Problem details | Put the lines below into a numbered list, omitting any blank lines. Include only the part that opens with the line containing "Detect the man's" and closes with the line containing "[305,432,360,539]", both ends included.

Given data |
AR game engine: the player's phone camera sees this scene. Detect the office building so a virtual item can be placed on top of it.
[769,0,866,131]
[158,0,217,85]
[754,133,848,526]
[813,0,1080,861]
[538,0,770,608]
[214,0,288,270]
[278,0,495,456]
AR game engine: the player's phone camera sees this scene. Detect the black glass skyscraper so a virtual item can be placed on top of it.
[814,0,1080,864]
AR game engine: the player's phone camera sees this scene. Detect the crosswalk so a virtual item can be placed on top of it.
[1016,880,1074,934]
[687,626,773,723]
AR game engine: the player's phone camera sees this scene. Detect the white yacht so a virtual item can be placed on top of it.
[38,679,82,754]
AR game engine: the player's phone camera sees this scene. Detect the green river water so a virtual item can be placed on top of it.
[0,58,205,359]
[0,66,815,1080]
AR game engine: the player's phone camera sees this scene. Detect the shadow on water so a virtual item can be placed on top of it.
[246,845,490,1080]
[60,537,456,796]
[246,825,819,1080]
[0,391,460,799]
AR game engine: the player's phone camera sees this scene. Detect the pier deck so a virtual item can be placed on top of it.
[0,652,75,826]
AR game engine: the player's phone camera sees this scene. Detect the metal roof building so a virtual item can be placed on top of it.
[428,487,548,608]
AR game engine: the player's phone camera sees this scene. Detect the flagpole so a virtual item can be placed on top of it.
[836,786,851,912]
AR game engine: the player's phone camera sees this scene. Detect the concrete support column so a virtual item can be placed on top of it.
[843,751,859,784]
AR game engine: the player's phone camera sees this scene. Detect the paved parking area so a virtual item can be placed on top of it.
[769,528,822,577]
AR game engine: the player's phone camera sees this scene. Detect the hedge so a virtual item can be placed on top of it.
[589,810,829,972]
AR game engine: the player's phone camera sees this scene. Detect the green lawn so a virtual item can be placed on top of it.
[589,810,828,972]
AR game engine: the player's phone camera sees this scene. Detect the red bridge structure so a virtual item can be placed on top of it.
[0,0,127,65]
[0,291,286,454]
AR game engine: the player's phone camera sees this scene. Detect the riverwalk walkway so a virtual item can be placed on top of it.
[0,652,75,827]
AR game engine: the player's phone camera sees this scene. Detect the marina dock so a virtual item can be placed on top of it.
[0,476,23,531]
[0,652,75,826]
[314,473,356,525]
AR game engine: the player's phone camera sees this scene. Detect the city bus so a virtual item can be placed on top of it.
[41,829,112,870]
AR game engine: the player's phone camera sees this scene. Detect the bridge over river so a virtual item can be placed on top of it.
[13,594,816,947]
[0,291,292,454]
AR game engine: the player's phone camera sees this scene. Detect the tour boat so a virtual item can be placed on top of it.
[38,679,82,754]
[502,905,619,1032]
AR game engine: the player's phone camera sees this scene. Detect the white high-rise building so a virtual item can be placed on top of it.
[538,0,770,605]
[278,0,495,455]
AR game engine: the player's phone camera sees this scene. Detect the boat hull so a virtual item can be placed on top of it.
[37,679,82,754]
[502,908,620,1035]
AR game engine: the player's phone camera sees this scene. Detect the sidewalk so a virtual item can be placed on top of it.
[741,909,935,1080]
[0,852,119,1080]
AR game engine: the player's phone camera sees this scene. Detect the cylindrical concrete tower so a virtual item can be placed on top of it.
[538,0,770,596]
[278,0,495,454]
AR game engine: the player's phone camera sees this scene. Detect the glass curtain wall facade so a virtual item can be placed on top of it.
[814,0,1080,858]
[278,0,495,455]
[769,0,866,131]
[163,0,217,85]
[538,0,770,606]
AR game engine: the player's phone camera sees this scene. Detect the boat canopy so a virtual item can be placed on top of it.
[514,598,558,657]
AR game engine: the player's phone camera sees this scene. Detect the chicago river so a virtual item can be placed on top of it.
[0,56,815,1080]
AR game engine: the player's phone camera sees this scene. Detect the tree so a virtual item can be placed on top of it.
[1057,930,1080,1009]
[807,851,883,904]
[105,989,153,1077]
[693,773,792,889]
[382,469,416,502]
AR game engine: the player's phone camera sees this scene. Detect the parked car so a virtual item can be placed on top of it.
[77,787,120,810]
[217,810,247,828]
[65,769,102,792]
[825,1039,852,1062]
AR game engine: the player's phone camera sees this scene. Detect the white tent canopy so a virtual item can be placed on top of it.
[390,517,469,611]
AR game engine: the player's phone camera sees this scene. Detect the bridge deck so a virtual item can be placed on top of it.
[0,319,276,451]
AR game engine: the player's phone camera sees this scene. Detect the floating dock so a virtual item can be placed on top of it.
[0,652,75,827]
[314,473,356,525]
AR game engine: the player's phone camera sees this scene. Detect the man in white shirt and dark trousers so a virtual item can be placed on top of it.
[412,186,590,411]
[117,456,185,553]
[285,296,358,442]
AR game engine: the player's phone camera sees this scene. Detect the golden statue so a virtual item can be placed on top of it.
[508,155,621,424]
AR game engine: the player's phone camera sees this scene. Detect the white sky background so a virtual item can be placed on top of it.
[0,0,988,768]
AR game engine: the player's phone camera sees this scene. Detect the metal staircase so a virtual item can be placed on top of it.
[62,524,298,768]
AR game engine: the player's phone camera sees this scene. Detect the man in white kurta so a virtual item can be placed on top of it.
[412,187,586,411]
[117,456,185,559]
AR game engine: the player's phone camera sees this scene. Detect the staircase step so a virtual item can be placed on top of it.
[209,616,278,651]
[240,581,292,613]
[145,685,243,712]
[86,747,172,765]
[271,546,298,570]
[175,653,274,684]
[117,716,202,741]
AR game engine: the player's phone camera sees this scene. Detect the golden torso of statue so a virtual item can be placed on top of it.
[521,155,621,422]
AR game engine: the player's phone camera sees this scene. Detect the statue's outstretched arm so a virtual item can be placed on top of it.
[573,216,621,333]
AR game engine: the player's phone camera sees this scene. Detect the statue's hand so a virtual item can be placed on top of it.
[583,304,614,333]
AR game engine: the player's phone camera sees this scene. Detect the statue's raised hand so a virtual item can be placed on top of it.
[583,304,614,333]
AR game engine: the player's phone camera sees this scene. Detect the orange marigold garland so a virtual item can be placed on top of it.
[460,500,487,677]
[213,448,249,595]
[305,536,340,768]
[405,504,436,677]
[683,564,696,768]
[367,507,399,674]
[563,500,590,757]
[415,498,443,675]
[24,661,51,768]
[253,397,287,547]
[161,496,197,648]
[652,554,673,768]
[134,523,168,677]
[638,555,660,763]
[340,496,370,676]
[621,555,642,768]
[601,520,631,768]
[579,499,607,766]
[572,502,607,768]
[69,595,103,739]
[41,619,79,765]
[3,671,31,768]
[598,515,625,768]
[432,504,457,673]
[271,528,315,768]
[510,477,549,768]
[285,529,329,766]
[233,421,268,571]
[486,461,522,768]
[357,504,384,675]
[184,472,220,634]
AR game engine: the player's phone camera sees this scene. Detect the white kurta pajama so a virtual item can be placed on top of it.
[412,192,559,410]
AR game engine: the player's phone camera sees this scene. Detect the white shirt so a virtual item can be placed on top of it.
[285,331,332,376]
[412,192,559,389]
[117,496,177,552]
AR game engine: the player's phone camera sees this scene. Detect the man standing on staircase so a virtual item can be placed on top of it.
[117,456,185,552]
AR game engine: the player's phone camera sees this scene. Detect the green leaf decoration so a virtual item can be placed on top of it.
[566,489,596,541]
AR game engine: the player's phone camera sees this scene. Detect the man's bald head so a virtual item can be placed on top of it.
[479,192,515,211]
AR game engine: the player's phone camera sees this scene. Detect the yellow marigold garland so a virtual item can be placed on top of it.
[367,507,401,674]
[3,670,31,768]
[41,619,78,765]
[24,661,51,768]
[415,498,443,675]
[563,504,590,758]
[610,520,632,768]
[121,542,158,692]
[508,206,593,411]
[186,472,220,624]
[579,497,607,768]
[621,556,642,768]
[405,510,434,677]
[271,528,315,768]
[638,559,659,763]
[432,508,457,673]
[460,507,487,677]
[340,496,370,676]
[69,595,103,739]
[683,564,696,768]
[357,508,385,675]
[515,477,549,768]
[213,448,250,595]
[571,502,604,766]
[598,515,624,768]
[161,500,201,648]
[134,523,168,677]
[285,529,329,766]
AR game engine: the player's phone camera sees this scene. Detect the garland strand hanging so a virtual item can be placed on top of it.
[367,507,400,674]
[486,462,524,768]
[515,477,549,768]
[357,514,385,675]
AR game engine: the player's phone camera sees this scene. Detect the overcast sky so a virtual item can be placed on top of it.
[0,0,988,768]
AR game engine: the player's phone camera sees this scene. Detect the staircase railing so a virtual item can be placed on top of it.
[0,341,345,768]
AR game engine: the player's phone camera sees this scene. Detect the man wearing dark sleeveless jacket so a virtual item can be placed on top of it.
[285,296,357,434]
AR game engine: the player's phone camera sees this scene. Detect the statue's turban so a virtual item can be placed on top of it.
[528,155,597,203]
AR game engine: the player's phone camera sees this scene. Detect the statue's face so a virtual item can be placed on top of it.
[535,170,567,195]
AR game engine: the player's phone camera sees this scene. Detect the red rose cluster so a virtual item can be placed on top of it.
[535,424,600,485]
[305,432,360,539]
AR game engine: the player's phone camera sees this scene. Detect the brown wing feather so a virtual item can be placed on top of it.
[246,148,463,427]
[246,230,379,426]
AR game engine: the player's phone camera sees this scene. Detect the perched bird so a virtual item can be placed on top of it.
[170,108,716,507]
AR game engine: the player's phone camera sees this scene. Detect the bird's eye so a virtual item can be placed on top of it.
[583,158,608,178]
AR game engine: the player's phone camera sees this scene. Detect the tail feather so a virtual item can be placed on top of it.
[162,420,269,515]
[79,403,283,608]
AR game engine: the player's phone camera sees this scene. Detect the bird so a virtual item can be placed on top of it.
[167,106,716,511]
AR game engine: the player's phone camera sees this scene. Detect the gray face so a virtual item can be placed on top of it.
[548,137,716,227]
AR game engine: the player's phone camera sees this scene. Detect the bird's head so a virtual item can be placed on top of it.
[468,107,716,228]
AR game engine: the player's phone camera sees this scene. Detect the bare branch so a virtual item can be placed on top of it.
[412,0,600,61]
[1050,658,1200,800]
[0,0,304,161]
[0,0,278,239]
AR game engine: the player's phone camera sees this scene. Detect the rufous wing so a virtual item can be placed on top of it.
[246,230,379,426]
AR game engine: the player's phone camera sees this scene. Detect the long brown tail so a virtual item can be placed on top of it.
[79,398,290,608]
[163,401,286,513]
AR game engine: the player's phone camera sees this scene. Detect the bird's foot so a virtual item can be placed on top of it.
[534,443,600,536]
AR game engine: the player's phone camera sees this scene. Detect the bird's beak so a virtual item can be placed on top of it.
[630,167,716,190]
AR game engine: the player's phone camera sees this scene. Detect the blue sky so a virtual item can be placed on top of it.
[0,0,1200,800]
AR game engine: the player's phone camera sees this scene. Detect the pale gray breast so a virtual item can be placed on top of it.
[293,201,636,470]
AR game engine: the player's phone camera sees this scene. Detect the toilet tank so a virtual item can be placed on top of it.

Worked solution |
1. AR game engine: the player's phone camera sees this scene. Detect the man's bald head so a virtual item can be placed on top of it.
2. [479,192,515,211]
3. AR game engine: the player's phone camera sees this scene. Detect the yellow marigold garland so a virtual item can be placed on top of it.
4. [367,507,401,674]
5. [3,670,31,768]
6. [41,619,78,765]
7. [24,661,51,768]
8. [415,498,443,675]
9. [563,504,590,758]
10. [610,520,632,768]
11. [121,542,158,692]
12. [508,206,593,411]
13. [186,472,220,624]
14. [579,497,607,768]
15. [621,556,642,768]
16. [405,510,434,677]
17. [271,528,315,768]
18. [638,559,659,763]
19. [432,508,457,673]
20. [460,507,487,677]
21. [340,496,370,676]
22. [69,595,103,739]
23. [683,564,696,768]
24. [357,508,385,675]
25. [515,477,549,768]
26. [213,448,250,595]
27. [571,502,604,766]
28. [598,515,624,768]
29. [161,500,201,648]
30. [134,523,168,677]
31. [285,529,329,766]
32. AR game engine: the player's phone camera sees this scene. Detect the garland strand hanging so a virtual item can be placed on top of it.
33. [367,507,400,674]
34. [486,462,524,768]
35. [515,477,549,768]
36. [357,514,385,675]
37. AR game engine: the player's phone camera sees this scene. Detect the overcast sky so a virtual item can be placed on top of it.
38. [0,0,988,768]
39. AR game engine: the player's phone camera sees this scene. Detect the staircase railing so a virtual item can be placed on top of it.
40. [0,341,345,768]
41. AR game engine: the player's phone camera sees this scene. Detect the man wearing dark sleeveless jacket so a virtual item can be placed on top of it.
42. [285,296,357,434]
43. AR game engine: the player's phone camera sees this scene. Detect the statue's turban so a virtual item can be placed on top of it.
44. [528,155,597,203]
45. AR game engine: the player's phone camera sees this scene. Detect the statue's face so a virtual item can be placed on top of it.
46. [535,170,567,195]
47. AR game engine: the player's phone camera sees this scene. Detect the red rose cluster so a virtual item can be placed on top of it.
48. [535,424,600,485]
49. [305,432,360,539]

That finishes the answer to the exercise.